───── Information provided
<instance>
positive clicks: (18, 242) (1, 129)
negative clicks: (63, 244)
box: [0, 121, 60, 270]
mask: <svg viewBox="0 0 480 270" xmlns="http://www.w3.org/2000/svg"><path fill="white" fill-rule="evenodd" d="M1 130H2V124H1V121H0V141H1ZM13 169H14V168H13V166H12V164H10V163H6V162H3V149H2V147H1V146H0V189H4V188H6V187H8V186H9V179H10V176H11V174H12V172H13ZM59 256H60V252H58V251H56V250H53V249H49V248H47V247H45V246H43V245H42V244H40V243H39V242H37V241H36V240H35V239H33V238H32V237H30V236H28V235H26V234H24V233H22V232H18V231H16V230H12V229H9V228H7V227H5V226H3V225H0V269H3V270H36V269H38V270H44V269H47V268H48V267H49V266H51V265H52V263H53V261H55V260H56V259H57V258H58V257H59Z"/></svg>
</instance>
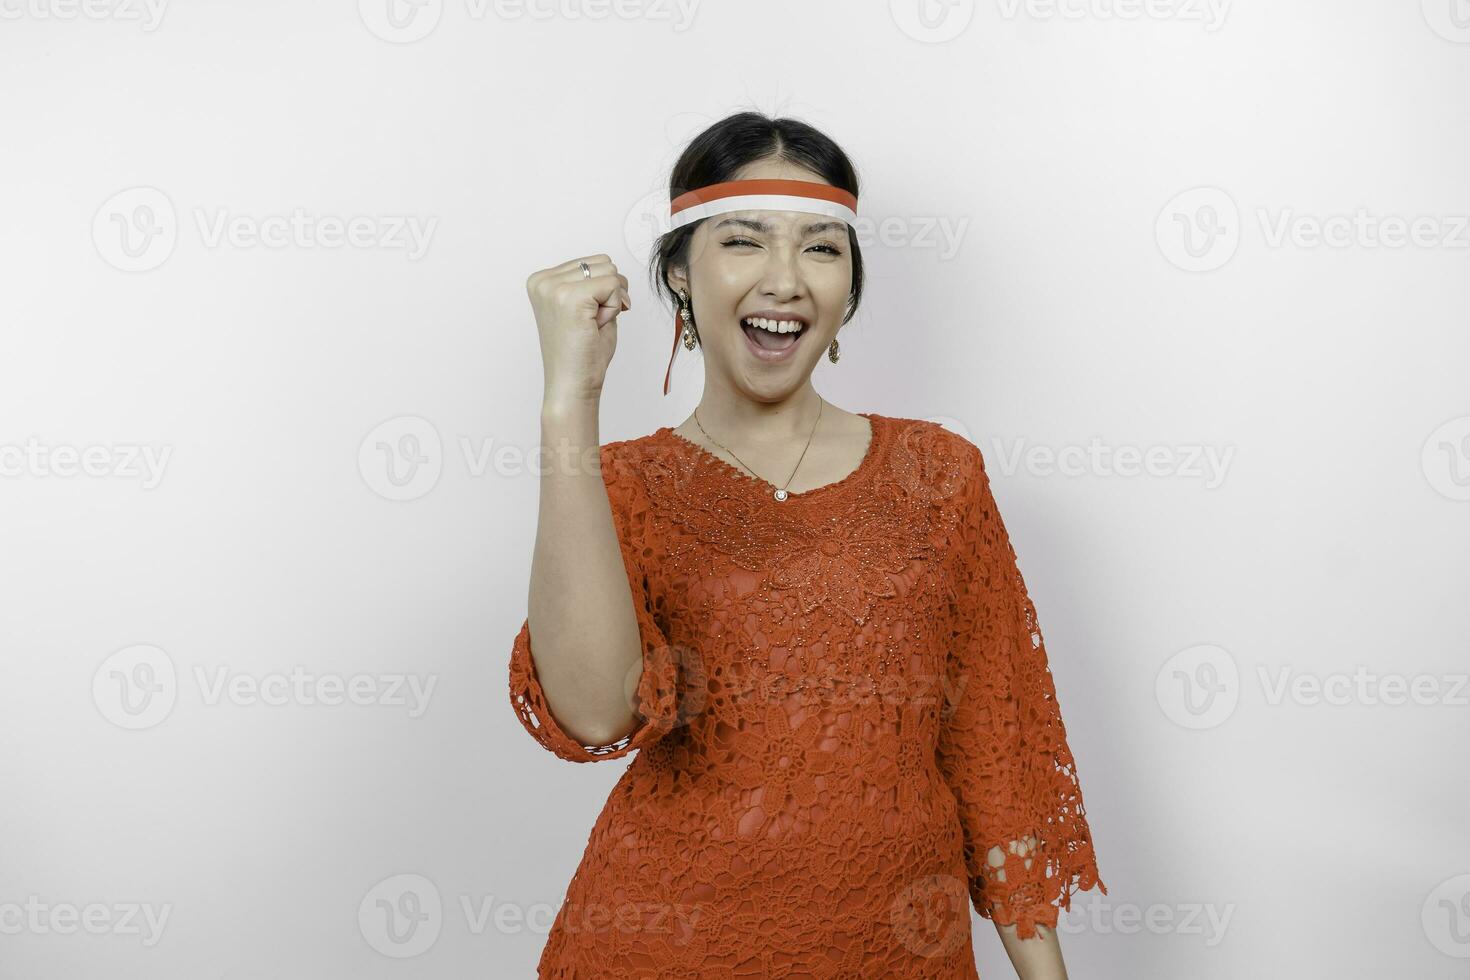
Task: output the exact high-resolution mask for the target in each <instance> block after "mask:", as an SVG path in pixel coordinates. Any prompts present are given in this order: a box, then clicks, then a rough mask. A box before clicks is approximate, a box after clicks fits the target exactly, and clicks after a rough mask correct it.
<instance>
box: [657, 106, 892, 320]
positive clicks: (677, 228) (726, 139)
mask: <svg viewBox="0 0 1470 980" xmlns="http://www.w3.org/2000/svg"><path fill="white" fill-rule="evenodd" d="M757 160H786V162H789V163H795V165H797V166H801V167H806V169H807V170H811V172H813V173H816V175H819V176H820V178H822V179H823V181H826V182H828V184H831V185H832V187H838V188H842V190H844V191H848V192H850V194H853V195H854V197H857V195H858V192H857V170H856V169H854V167H853V162H851V160H850V159H848V156H847V153H844V151H842V147H839V145H838V144H836V143H835V141H833V140H832V138H831V137H828V135H826V134H825V132H822V131H820V129H816V128H814V126H810V125H807V123H804V122H801V120H798V119H784V118H773V116H766V115H763V113H759V112H738V113H735V115H732V116H726V118H725V119H720V120H719V122H716V123H713V125H711V126H709V128H707V129H704V132H701V134H700V135H697V137H694V140H691V141H689V145H688V147H685V148H684V153H681V154H679V159H678V162H676V163H675V165H673V172H672V173H670V175H669V200H670V201H672V200H673V198H676V197H679V195H681V194H684V192H685V191H692V190H695V188H701V187H707V185H710V184H722V182H725V181H734V179H735V175H736V173H738V172H739V170H741V167H744V166H747V165H750V163H756V162H757ZM700 220H703V219H700ZM698 226H700V222H689V223H688V225H684V226H682V228H675V229H673V231H669V232H664V234H663V235H660V237H659V239H657V241H656V242H654V250H653V257H651V260H650V275H651V276H653V288H654V291H657V292H660V294H661V295H664V297H667V298H669V301H670V303H673V309H675V310H678V309H679V297H678V294H676V292H675V291H673V288H672V287H670V285H669V275H667V273H669V270H670V269H672V267H673V266H688V262H689V241H691V239H692V238H694V229H695V228H698ZM847 244H848V248H850V250H851V256H853V287H851V291H850V292H848V298H847V311H845V313H844V316H842V323H847V322H848V320H851V319H853V314H854V313H857V304H858V301H860V300H861V298H863V253H861V250H860V248H858V247H857V235H856V234H854V232H853V226H851V225H848V228H847Z"/></svg>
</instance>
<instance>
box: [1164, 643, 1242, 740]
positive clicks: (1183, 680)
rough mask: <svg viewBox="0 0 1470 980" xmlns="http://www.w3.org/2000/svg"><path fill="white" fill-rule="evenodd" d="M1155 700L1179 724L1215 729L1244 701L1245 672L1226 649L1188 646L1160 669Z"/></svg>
mask: <svg viewBox="0 0 1470 980" xmlns="http://www.w3.org/2000/svg"><path fill="white" fill-rule="evenodd" d="M1154 696H1155V698H1157V699H1158V707H1160V708H1161V710H1163V713H1164V717H1167V718H1169V720H1170V721H1173V723H1175V724H1177V726H1180V727H1185V729H1213V727H1214V726H1217V724H1222V723H1223V721H1225V720H1226V718H1229V717H1230V716H1232V714H1233V713H1235V707H1236V705H1238V704H1239V701H1241V670H1239V667H1238V666H1236V663H1235V657H1232V655H1230V651H1227V649H1225V648H1223V646H1216V645H1214V644H1200V645H1197V646H1188V648H1185V649H1180V651H1179V652H1176V654H1175V655H1173V657H1170V658H1169V660H1166V661H1164V664H1163V666H1161V667H1160V669H1158V674H1157V676H1155V677H1154Z"/></svg>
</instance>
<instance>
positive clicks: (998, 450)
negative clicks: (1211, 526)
mask: <svg viewBox="0 0 1470 980" xmlns="http://www.w3.org/2000/svg"><path fill="white" fill-rule="evenodd" d="M991 447H992V457H994V458H997V460H998V461H1000V472H1001V473H1004V475H1005V476H1014V475H1016V473H1017V472H1019V470H1025V472H1026V473H1029V475H1030V476H1053V475H1055V473H1060V475H1061V476H1122V478H1135V476H1151V478H1157V479H1197V480H1201V482H1202V483H1204V488H1205V489H1217V488H1219V486H1220V485H1222V483H1225V478H1226V472H1227V470H1229V469H1230V461H1232V460H1233V458H1235V447H1233V445H1225V447H1216V445H1195V444H1183V445H1150V447H1136V445H1107V444H1104V442H1103V441H1101V439H1098V438H1095V436H1094V438H1092V439H1091V441H1089V442H1088V444H1086V445H1085V447H1083V445H1063V447H1050V445H1038V444H1028V442H1026V441H1025V439H1013V441H1011V447H1010V448H1008V450H1007V447H1005V444H1004V442H1003V441H1001V439H994V441H992V442H991Z"/></svg>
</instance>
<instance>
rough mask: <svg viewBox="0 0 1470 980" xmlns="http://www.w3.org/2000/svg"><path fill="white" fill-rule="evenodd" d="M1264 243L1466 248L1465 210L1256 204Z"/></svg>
mask: <svg viewBox="0 0 1470 980" xmlns="http://www.w3.org/2000/svg"><path fill="white" fill-rule="evenodd" d="M1255 217H1257V220H1258V222H1260V226H1261V237H1263V238H1264V239H1266V245H1267V247H1269V248H1285V247H1286V245H1288V244H1289V245H1295V247H1297V248H1320V247H1323V245H1326V247H1327V248H1404V247H1405V245H1413V247H1414V248H1470V234H1467V232H1470V216H1467V215H1416V216H1413V217H1408V216H1404V215H1374V213H1372V212H1369V210H1367V209H1366V207H1360V209H1357V210H1355V212H1354V213H1351V215H1326V216H1322V215H1301V213H1298V212H1297V210H1295V209H1291V207H1282V209H1279V210H1277V212H1276V213H1274V215H1273V213H1272V212H1270V209H1266V207H1258V209H1255Z"/></svg>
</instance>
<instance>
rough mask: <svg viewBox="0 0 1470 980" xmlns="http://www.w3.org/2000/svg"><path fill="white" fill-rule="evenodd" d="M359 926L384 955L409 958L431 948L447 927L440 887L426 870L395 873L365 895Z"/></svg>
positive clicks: (379, 883)
mask: <svg viewBox="0 0 1470 980" xmlns="http://www.w3.org/2000/svg"><path fill="white" fill-rule="evenodd" d="M357 929H359V932H362V936H363V939H365V940H368V945H369V946H372V948H373V949H375V951H378V952H379V954H382V955H384V956H391V958H394V959H407V958H410V956H419V955H422V954H425V952H428V951H429V948H431V946H434V943H435V942H438V939H440V932H441V930H442V929H444V904H442V902H441V899H440V889H438V887H435V884H434V882H431V880H429V879H426V877H423V876H422V874H394V876H391V877H387V879H384V880H381V882H378V883H376V884H373V886H372V887H370V889H368V893H366V895H363V899H362V902H360V904H359V905H357Z"/></svg>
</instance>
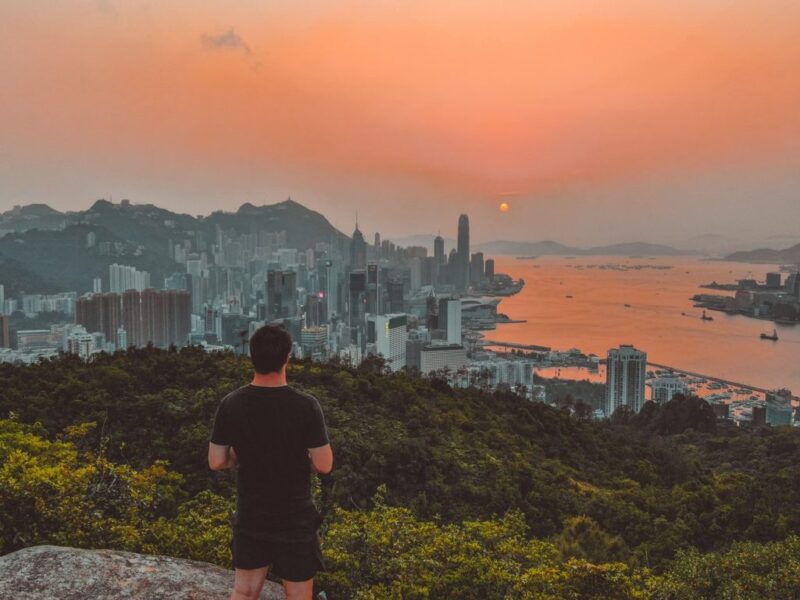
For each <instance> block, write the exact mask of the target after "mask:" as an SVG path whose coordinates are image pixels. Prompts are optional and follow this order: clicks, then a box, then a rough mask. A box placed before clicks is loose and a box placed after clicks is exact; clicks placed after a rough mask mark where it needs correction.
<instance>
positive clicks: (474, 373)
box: [463, 358, 534, 400]
mask: <svg viewBox="0 0 800 600" xmlns="http://www.w3.org/2000/svg"><path fill="white" fill-rule="evenodd" d="M533 368H534V362H533V361H532V360H528V359H505V358H488V359H486V360H476V361H472V362H470V363H469V364H468V365H467V372H468V375H469V377H468V378H467V380H466V381H464V382H463V385H469V384H472V385H476V386H478V387H486V388H489V389H493V390H495V389H499V388H503V387H505V388H510V389H513V390H521V389H522V388H524V389H525V396H526V398H528V399H529V400H532V399H533V390H534V386H533Z"/></svg>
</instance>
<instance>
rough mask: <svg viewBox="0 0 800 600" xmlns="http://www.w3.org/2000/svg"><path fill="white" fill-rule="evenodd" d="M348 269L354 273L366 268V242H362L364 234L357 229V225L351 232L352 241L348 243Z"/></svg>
mask: <svg viewBox="0 0 800 600" xmlns="http://www.w3.org/2000/svg"><path fill="white" fill-rule="evenodd" d="M350 268H351V269H352V270H354V271H355V270H356V269H366V268H367V242H366V241H365V240H364V234H363V233H361V231H360V230H359V229H358V223H356V230H355V231H354V232H353V241H352V242H351V243H350Z"/></svg>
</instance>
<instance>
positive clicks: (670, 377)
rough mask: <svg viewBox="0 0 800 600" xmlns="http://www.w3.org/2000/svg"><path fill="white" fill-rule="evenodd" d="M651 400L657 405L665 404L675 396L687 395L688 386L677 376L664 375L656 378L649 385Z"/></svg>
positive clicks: (681, 379)
mask: <svg viewBox="0 0 800 600" xmlns="http://www.w3.org/2000/svg"><path fill="white" fill-rule="evenodd" d="M650 389H651V391H652V400H653V402H657V403H658V404H666V403H667V402H669V401H670V400H672V397H673V396H676V395H677V394H683V395H688V393H689V386H688V385H687V384H686V381H685V379H684V378H682V377H678V376H677V375H665V376H663V377H657V378H656V379H654V380H653V381H652V383H651V384H650Z"/></svg>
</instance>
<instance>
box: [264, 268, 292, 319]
mask: <svg viewBox="0 0 800 600" xmlns="http://www.w3.org/2000/svg"><path fill="white" fill-rule="evenodd" d="M264 303H265V305H266V310H267V314H266V317H267V320H268V321H274V320H275V319H282V318H290V317H294V316H296V315H297V273H295V272H294V271H274V270H272V269H270V270H269V271H267V281H266V284H265V294H264Z"/></svg>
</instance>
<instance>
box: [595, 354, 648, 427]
mask: <svg viewBox="0 0 800 600" xmlns="http://www.w3.org/2000/svg"><path fill="white" fill-rule="evenodd" d="M646 368H647V353H646V352H642V351H641V350H637V349H636V348H634V347H633V346H631V345H624V344H623V345H621V346H620V347H619V348H612V349H611V350H609V351H608V360H607V363H606V409H605V412H606V416H607V417H610V416H611V415H612V414H614V411H615V410H617V408H619V407H620V406H627V407H629V408H630V409H631V410H632V411H633V412H639V411H640V410H641V409H642V406H643V405H644V383H645V375H646V372H647V371H646Z"/></svg>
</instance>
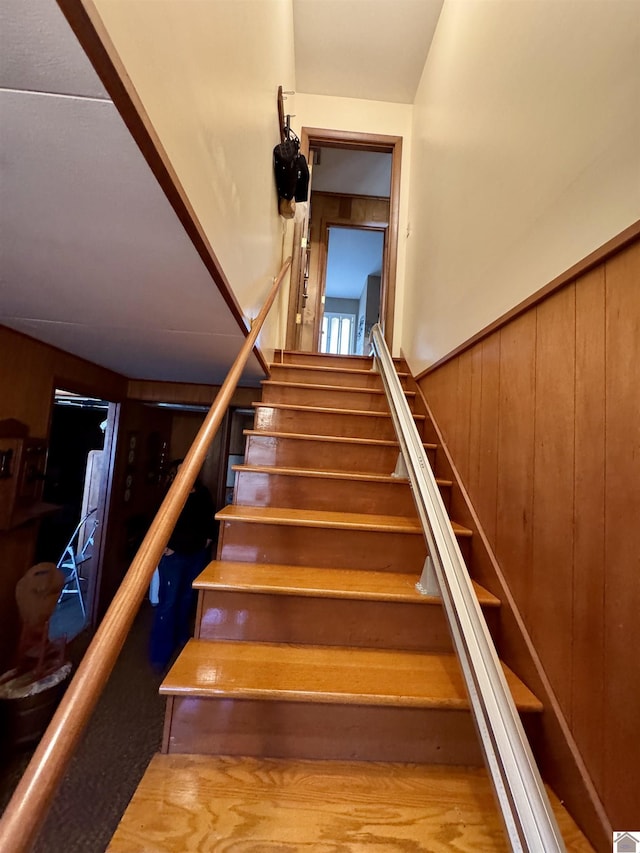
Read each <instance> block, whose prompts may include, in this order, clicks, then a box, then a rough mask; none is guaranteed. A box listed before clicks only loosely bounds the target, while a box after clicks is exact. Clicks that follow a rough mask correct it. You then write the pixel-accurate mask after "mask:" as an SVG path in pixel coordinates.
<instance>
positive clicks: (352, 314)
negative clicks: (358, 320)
mask: <svg viewBox="0 0 640 853" xmlns="http://www.w3.org/2000/svg"><path fill="white" fill-rule="evenodd" d="M355 325H356V318H355V315H354V314H333V313H330V312H325V314H324V316H323V318H322V342H321V344H320V352H326V353H332V354H333V355H349V354H350V353H352V352H353V337H354V334H353V333H354V330H355Z"/></svg>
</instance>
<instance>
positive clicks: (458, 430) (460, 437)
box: [455, 350, 473, 487]
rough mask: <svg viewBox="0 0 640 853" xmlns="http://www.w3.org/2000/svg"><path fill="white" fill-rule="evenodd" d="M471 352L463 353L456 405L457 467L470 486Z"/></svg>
mask: <svg viewBox="0 0 640 853" xmlns="http://www.w3.org/2000/svg"><path fill="white" fill-rule="evenodd" d="M472 366H473V365H472V359H471V350H467V352H465V353H463V354H462V355H461V356H460V359H459V365H458V397H457V405H456V425H455V437H456V438H455V447H456V465H457V467H458V473H459V474H460V476H461V477H462V481H463V482H464V484H465V485H466V486H467V487H468V484H469V445H470V440H471V420H472V411H471V388H472V376H471V372H472Z"/></svg>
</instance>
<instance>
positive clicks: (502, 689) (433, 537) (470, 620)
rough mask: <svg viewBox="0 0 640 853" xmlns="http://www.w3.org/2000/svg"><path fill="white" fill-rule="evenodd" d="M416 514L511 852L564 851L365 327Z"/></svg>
mask: <svg viewBox="0 0 640 853" xmlns="http://www.w3.org/2000/svg"><path fill="white" fill-rule="evenodd" d="M371 343H372V345H373V349H374V354H375V360H376V366H377V368H378V370H379V372H380V375H381V377H382V383H383V385H384V389H385V392H386V395H387V399H388V401H389V407H390V409H391V417H392V419H393V423H394V427H395V430H396V433H397V436H398V441H399V444H400V449H401V452H402V456H403V458H404V461H405V464H406V467H407V471H408V474H409V480H410V482H411V486H412V491H413V497H414V500H415V503H416V508H417V511H418V516H419V517H420V521H421V524H422V529H423V531H424V535H425V539H426V540H427V546H428V550H429V556H430V558H431V560H432V563H433V567H434V571H435V575H436V578H437V581H438V586H439V588H440V594H441V596H442V602H443V606H444V610H445V614H446V616H447V620H448V622H449V628H450V630H451V635H452V638H453V644H454V648H455V651H456V653H457V655H458V658H459V660H460V664H461V667H462V674H463V677H464V680H465V684H466V687H467V692H468V694H469V700H470V703H471V710H472V712H473V716H474V719H475V723H476V726H477V729H478V733H479V735H480V743H481V746H482V751H483V753H484V756H485V761H486V764H487V769H488V770H489V774H490V776H491V781H492V783H493V787H494V790H495V793H496V796H497V799H498V804H499V806H500V811H501V813H502V818H503V821H504V826H505V831H506V834H507V838H508V841H509V844H510V845H511V849H512V850H514V851H523V853H564V851H565V846H564V842H563V840H562V836H561V834H560V830H559V829H558V825H557V823H556V819H555V816H554V814H553V811H552V810H551V805H550V803H549V798H548V797H547V793H546V791H545V788H544V784H543V782H542V779H541V778H540V773H539V771H538V768H537V765H536V762H535V759H534V757H533V754H532V753H531V748H530V746H529V742H528V740H527V736H526V734H525V732H524V729H523V727H522V722H521V721H520V717H519V715H518V711H517V709H516V707H515V704H514V702H513V698H512V696H511V693H510V691H509V688H508V686H507V682H506V680H505V677H504V673H503V671H502V667H501V665H500V662H499V660H498V656H497V654H496V650H495V647H494V645H493V641H492V639H491V635H490V634H489V629H488V628H487V624H486V622H485V619H484V616H483V615H482V611H481V610H480V605H479V604H478V600H477V598H476V595H475V593H474V590H473V586H472V584H471V580H470V578H469V574H468V572H467V568H466V566H465V564H464V560H463V557H462V554H461V552H460V548H459V546H458V542H457V540H456V537H455V534H454V532H453V528H452V527H451V522H450V521H449V517H448V515H447V511H446V509H445V506H444V504H443V502H442V498H441V496H440V491H439V489H438V486H437V485H436V480H435V477H434V475H433V472H432V470H431V466H430V465H429V463H428V461H427V458H426V455H425V452H424V446H423V443H422V440H421V438H420V436H419V435H418V430H417V429H416V425H415V421H414V420H413V416H412V414H411V411H410V409H409V406H408V404H407V400H406V397H405V395H404V392H403V390H402V387H401V385H400V380H399V379H398V375H397V373H396V371H395V368H394V365H393V360H392V358H391V354H390V353H389V350H388V348H387V345H386V342H385V340H384V337H383V334H382V330H381V328H380V326H379V325H376V326H374V327H373V329H372V331H371Z"/></svg>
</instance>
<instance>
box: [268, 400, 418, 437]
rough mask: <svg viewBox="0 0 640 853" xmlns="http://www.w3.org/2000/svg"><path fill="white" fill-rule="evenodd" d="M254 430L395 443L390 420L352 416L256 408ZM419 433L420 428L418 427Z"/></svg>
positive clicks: (351, 415)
──────────
- _What is being asked_
Count the lines in the entries above that contain the string "positive", treating case as significant, and give only that number.

- _Solution for this problem_
12